**Extrait**
La sortie médiatique de la présidente du Conseil du statut de la femme (CSF) a secoué le Québec. La présidente, et c’était une première, a accusé la ministre Agnès Maltais d’ingérence et s’est offusquée du caractère partisan de la nomination de quatre nouvelles membres ayant affiché des positions en faveur de la laïcité et de l’interdiction de signes religieux ostentatoires dans la fonction publique.

Les propos qui ont été rapportés dans les médias laissaient croire que le Conseil était divisé sur la question de la Charte des valeurs québécoises, et que le Conseil envisageait de faire une étude sur l’impact de l’interdiction des signes religieux dans la fonction publique. La question de la possible ingérence politique a été largement commentée, mais la question de la division du Conseil avant les nouvelles nominations et des études qu’il souhaitait mener ne l’a pas été. En tant que membre du CSF, je souhaite m’exprimer au sujet de ces derniers éléments car les propos qui ont été tenus dans les médias me semblent donner aux Québécoises et aux Québécois une image tronquée de la façon dont se prennent les décisions au sein de cet organisme.

**Bloc de données**
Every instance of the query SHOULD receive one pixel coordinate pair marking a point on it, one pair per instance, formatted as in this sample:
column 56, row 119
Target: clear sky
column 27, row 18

**Exercice proposé A**
Relevez dans l'extrait sur le Conseil du statut de la femme chaque nom propre désignant une personne, un lieu, une institution ou un texte officiel.
**Exercice proposé B**
Citez le passage de l'extrait sur le Conseil du statut de la femme qui va de « Les propos qui ont été rapportés » jusqu'à « de cet organisme. ».
**Exercice proposé C**
Poursuivez l'extrait sur le Conseil du statut de la femme à partir de sa dernière phrase.

**Réponse rédigée A**
- Conseil du statut de la femme (CSF)
- Québec
- Agnès Maltais
- Charte des valeurs québécoises

**Réponse rédigée B**
Les propos qui ont été rapportés dans les médias laissaient croire que le Conseil était divisé sur la question de la Charte des valeurs québécoises, et que le Conseil envisageait de faire une étude sur l’impact de l’interdiction des signes religieux dans la fonction publique. La question de la possible ingérence politique a été largement commentée, mais la question de la division du Conseil avant les nouvelles nominations et des études qu’il souhaitait mener ne l’a pas été. En tant que membre du CSF, je souhaite m’exprimer au sujet de ces derniers éléments car les propos qui ont été tenus dans les médias me semblent donner aux Québécoises et aux Québécois une image tronquée de la façon dont se prennent les décisions au sein de cet organisme.

**Réponse rédigée C**
Le Conseil est-il divisé ?

Le Conseil a débattu de la laïcité en 2011 (j’étais déjà membre à cette époque) et est arrivé avec un avis sur la question à la suite de ces débats et, surtout, à la suite de la recherche qui a été effectuée pour constituer cet avis. Depuis, il n’y a eu aucune assemblée des membres portant sur cette question. Les membres du Conseil n’ont donc eu aucune nouvelle occasion formelle de se prononcer sur les questions relatives à la laïcité ou à la Charte des valeurs québécoises. Il est donc prématuré de dire que le Conseil est divisé sur cette question, car le Conseil n’a pas eu l’occasion de se prononcer.

Effectivement, il y a bien eu quelques échanges informels de courriels, avant la sortie du projet de Charte, où des membres ont fait part de questionnements et dit souhaiter savoir combien de femmes seront touchées, et quel serait l’effet d’une telle politique sur les femmes visées. Mais de tels échanges ne permettent de présumer ni de la nature des discussions qui auraient eu lieu en assemblée ni des résultats d’un éventuel vote sur cette question. Après ces controverses affichées sur la place publique, je crains que le Conseil n’ait plus la crédibilité requise pour s’exprimer.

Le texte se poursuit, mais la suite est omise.